** begin EXERCISE MATERIAL **

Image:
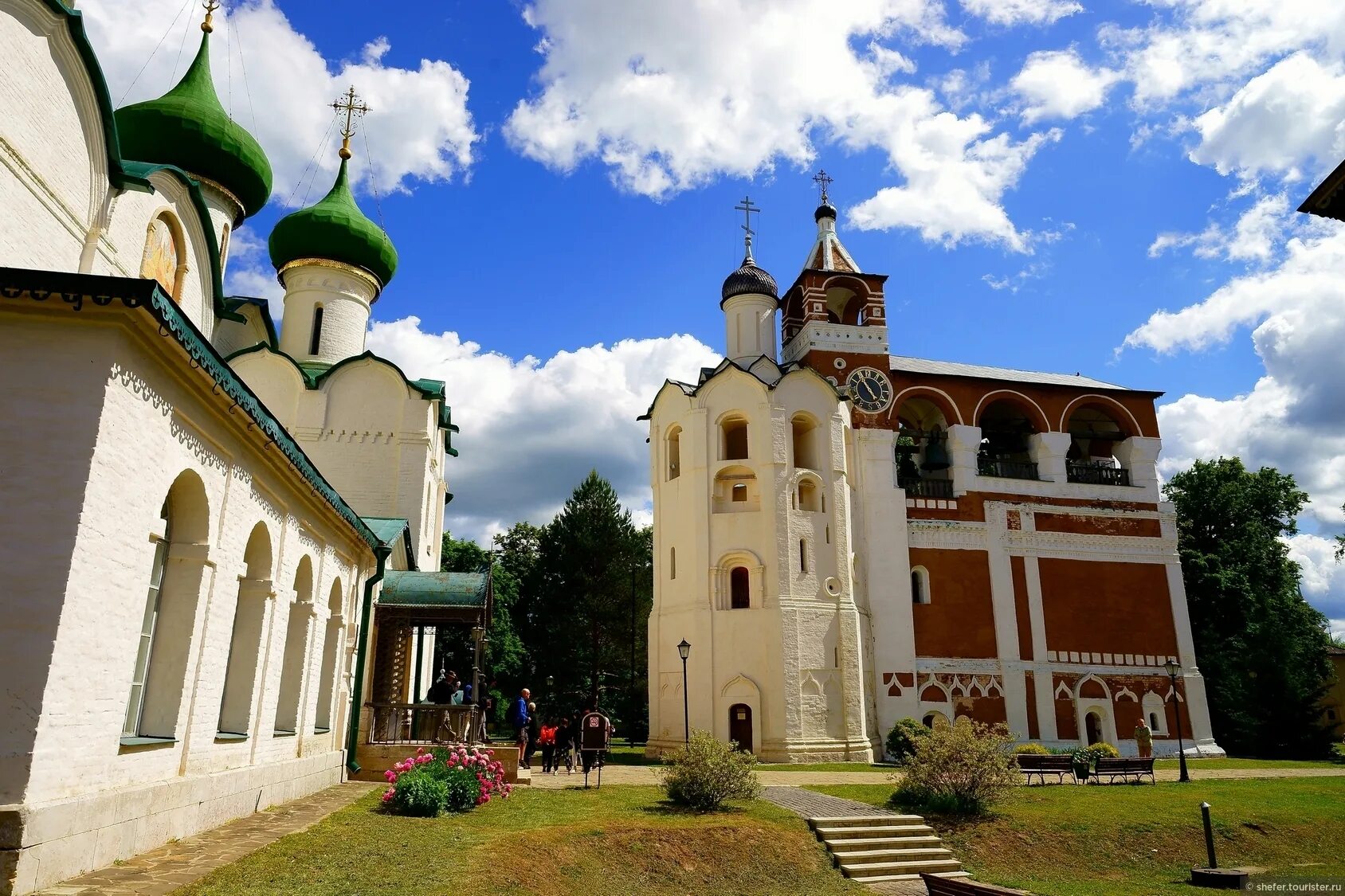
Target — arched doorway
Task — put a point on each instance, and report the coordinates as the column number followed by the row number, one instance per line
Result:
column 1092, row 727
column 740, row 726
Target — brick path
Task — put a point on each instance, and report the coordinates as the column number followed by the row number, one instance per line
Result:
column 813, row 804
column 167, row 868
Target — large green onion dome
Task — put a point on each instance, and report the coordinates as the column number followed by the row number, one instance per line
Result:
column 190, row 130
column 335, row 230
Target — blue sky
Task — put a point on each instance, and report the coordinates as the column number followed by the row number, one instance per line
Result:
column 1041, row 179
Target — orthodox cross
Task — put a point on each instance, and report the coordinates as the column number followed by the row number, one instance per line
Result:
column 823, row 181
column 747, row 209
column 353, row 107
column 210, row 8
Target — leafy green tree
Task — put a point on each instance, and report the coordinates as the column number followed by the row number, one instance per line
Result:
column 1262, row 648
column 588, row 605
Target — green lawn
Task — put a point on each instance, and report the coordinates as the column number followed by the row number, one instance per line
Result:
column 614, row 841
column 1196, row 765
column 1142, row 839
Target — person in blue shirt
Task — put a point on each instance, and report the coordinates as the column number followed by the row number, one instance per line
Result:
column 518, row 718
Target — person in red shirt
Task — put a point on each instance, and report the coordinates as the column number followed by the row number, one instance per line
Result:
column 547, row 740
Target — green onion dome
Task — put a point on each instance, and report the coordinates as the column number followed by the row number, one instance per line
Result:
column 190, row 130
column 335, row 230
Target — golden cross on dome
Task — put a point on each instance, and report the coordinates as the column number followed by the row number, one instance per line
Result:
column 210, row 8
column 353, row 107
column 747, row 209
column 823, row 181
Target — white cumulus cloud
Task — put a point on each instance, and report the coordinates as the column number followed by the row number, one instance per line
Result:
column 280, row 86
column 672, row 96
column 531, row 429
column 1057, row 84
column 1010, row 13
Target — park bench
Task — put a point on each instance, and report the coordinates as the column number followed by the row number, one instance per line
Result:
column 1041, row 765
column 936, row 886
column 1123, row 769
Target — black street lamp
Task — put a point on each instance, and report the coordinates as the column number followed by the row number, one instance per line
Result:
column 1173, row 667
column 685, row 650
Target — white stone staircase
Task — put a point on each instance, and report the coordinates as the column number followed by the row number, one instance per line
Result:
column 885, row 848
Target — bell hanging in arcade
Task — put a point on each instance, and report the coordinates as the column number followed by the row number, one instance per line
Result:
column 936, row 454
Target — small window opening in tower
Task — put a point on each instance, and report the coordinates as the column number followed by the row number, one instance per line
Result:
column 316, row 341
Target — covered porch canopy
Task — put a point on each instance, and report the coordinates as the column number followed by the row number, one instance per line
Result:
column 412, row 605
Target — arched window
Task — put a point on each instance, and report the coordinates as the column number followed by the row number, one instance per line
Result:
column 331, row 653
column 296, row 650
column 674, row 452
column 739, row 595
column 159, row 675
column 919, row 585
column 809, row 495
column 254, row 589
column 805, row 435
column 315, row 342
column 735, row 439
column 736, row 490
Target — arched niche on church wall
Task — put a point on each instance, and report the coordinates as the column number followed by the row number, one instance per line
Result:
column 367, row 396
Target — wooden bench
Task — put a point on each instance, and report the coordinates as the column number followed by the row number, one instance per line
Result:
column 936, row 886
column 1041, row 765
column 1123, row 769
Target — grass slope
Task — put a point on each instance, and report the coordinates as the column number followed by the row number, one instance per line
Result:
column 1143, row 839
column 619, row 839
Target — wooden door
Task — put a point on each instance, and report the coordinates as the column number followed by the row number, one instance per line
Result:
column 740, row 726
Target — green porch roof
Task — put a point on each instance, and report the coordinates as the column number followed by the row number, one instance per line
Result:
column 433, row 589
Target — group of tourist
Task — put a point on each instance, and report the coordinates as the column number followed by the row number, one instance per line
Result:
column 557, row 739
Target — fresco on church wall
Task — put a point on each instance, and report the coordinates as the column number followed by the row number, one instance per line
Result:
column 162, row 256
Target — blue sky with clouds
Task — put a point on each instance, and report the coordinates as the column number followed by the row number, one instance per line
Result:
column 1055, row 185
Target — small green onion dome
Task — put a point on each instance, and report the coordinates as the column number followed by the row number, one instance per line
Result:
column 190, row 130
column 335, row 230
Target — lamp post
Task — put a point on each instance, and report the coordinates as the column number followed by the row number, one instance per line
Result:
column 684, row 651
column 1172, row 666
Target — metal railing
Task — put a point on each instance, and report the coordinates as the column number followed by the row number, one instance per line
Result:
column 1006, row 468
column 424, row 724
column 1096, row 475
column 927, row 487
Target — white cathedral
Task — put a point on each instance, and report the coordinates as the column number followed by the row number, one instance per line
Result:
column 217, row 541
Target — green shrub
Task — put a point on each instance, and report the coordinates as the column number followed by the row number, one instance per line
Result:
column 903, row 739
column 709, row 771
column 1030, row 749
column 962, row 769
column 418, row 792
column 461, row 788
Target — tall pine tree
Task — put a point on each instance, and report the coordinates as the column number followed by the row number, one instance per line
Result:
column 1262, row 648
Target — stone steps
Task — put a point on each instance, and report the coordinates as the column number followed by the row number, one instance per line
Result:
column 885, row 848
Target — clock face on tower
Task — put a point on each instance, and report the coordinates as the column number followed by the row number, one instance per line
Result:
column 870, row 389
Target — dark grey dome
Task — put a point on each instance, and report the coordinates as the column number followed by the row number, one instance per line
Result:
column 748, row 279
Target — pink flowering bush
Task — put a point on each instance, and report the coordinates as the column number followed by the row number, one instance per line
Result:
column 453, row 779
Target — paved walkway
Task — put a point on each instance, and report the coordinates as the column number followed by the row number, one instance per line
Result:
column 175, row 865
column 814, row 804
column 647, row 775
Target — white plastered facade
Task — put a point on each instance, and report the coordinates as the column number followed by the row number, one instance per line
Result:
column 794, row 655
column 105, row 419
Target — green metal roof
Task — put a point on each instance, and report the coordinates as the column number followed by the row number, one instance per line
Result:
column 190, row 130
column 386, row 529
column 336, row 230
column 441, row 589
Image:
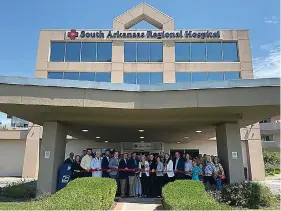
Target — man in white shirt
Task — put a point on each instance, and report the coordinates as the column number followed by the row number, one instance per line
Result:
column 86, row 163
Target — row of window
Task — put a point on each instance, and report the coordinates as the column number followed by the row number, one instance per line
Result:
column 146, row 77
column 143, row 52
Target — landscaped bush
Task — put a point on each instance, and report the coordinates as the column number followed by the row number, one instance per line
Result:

** end EXERCISE MATERIAL **

Print all the rows above again word for word, omitting the pictures.

Image:
Target — arched doorway
Task — put a point on each instance, and report the coordinates as the column number followed by the row number, one instance per line
Result:
column 1092, row 727
column 740, row 726
Target — brick path
Task — put a point on each instance, and report the coordinates as the column number followed by the row number, one instance per line
Result:
column 813, row 804
column 167, row 868
Target — large green onion dome
Task — put a point on each instance, and report the coordinates as the column number followed by the row number, one instance per line
Result:
column 190, row 130
column 335, row 230
Target — blue sky
Task — put a point on each instance, and report the coordinates as the column number followed by the row number, one instance per line
Result:
column 1041, row 179
Target — orthodox cross
Task — put a point on each instance, and report the coordinates as the column number followed by the row number, one instance per line
Result:
column 823, row 181
column 747, row 209
column 353, row 107
column 210, row 8
Target — leafy green tree
Task — put a point on each instance, and report the coordinates as the column number followed by the row number, one instance per line
Result:
column 1262, row 648
column 588, row 605
Target — green lawn
Task — put a point on each instance, and report the coordinates as the column number followed by the row number, one instance per line
Result:
column 614, row 841
column 1196, row 765
column 1142, row 839
Target — person in blue shirt
Task — put a point on each instance, and report the coordinates as the column number followed by the row number, one instance per line
Result:
column 518, row 718
Target — person in red shirt
Task — put a point on each instance, and report the coordinates as the column number followed by the row number, one instance per line
Result:
column 547, row 740
Target — green onion dome
Task — put a point on each instance, and report the coordinates as the column number followed by the row number, one instance per line
Result:
column 190, row 130
column 335, row 230
Target — golden cross on dome
Task — put a point on each instance, and report the coordinates as the column number followed by the row number, one instance per line
Result:
column 210, row 8
column 353, row 107
column 747, row 209
column 823, row 181
Target — white cumulus cloud
Task — put a point on each instance, and report the coordinates as the column number followed by the row number, one instance per line
Result:
column 280, row 86
column 672, row 96
column 531, row 429
column 1057, row 84
column 1010, row 13
Target — park bench
Task — put a point on each instance, and report the coordinates as the column number followed by the row number, one instance per line
Result:
column 1041, row 765
column 936, row 886
column 1123, row 769
Target — black street lamp
Task — put a point on each instance, and report the coordinates as the column number followed by the row number, one instance per line
Result:
column 1173, row 667
column 685, row 650
Target — white stone staircase
Task — put a point on each instance, and report the coordinates as the column number followed by the row number, one instance per line
Result:
column 885, row 848
Target — bell hanging in arcade
Task — put a point on each instance, and report the coordinates as the column number followed by the row number, one instance per line
Result:
column 936, row 454
Target — small window opening in tower
Task — put a point on each instance, and report the coordinates as the column number followed by the row number, one instance per line
Result:
column 316, row 341
Target — covered porch canopy
Task — put a point on each instance, and report the coordinates as the column number followed by the row number, one instance per line
Result:
column 412, row 605
Target — arched window
Task — put a point on each instance, and report the coordinates as the column number followed by the row number, one instance per line
Result:
column 331, row 653
column 296, row 650
column 674, row 452
column 739, row 595
column 159, row 675
column 919, row 585
column 809, row 495
column 254, row 589
column 805, row 435
column 315, row 342
column 735, row 439
column 736, row 490
Target — arched niche on church wall
Task — put a point on each instance, and report the coordinates as the column number followed by the row number, one instance per line
Result:
column 367, row 396
Target — wooden bench
Task — put a point on each instance, and report the coordinates as the column number followed by the row number, one instance per line
Result:
column 936, row 886
column 1041, row 765
column 1123, row 769
Target — grass slope
Task — put a point on each instance, and report the coordinates as the column number followed by the row number, one instance per line
Result:
column 1143, row 839
column 619, row 839
Target — wooden door
Task — put a point on each instance, and report the coordinates as the column number followed by the row number, one instance per line
Result:
column 740, row 726
Target — green porch roof
Task — put a point on each instance, and report the coordinates as the column number followed by the row number, one instance per line
Result:
column 433, row 589
Target — group of tourist
Task — put a point on each instance, and report the coordinates as the column number followed by the row number, one instance per line
Result:
column 557, row 739
Target — fresco on church wall
Task — put a point on each instance, and report the coordinates as the column number followed by the row number, one instance per line
Result:
column 162, row 256
Target — blue sky with clouds
Task — put a point on each instance, and report the coordinates as the column number followed by the row number, one instance per line
Result:
column 1055, row 185
Target — small green onion dome
Task — put a point on each instance, and report the coordinates as the column number followed by the row number, one instance per line
Result:
column 190, row 130
column 335, row 230
Target — lamp post
Task — put a point on each instance, and report the coordinates as the column number followed by the row number, one instance per line
Result:
column 684, row 651
column 1172, row 666
Target — metal railing
Task — put a point on each instance, and report the coordinates as the column number followed by the row number, one instance per line
Result:
column 1006, row 468
column 424, row 724
column 1096, row 475
column 927, row 487
Target — white cathedral
Task — put a point on each instance, and report the coordinates as the column number followed by the row number, one instance per line
Result:
column 217, row 541
Target — green shrub
Task — put a point on each instance, and report the coordinates as the column number followed by the row number, one instance per line
Result:
column 903, row 739
column 709, row 771
column 1030, row 749
column 962, row 769
column 418, row 792
column 461, row 788
Target — tall pine tree
Task — put a point on each instance, and report the coordinates as the column number followed by the row number, one instance per line
Result:
column 1262, row 648
Target — stone steps
Task — put a point on each instance, and report the coordinates as the column number followed by the row number, one instance per line
Result:
column 885, row 848
Target — clock face on tower
Task — put a point on each instance, and report the coordinates as the column number followed by the row number, one instance per line
Result:
column 870, row 389
Target — dark grey dome
Task — put a point on each instance, and report the coordinates as the column number followed by the row number, one instance per line
Result:
column 748, row 279
Target — pink flowering bush
Task — put a point on each instance, and report the coordinates as the column number followed by the row number, one instance per line
Result:
column 453, row 779
Target — paved walkway
Task — put a point on each instance, and report the coordinates as the column number followed by the row number, one instance per line
Result:
column 175, row 865
column 814, row 804
column 647, row 775
Target — white plastered facade
Task — put a point on each instance, and report the coordinates as the column number followed by the row number, one instance per line
Result:
column 794, row 655
column 105, row 419
Target — green metal roof
Task — put a point on each instance, and report the coordinates as the column number followed by the row number, one instance per line
Result:
column 190, row 130
column 386, row 529
column 336, row 230
column 441, row 589
Image:
Target — man in white shirt
Task — put a point on each instance, and report the coordinates as the column number followed by the row number, one instance per line
Result:
column 86, row 163
Target — row of window
Task — put a point on each instance, and report the coordinates as the column number followed by the row number, one instance per line
Result:
column 146, row 77
column 143, row 52
Target — landscaped bush
Task — put a point on each instance, and report the coordinates as the column number followed by the row number, one instance per line
Result:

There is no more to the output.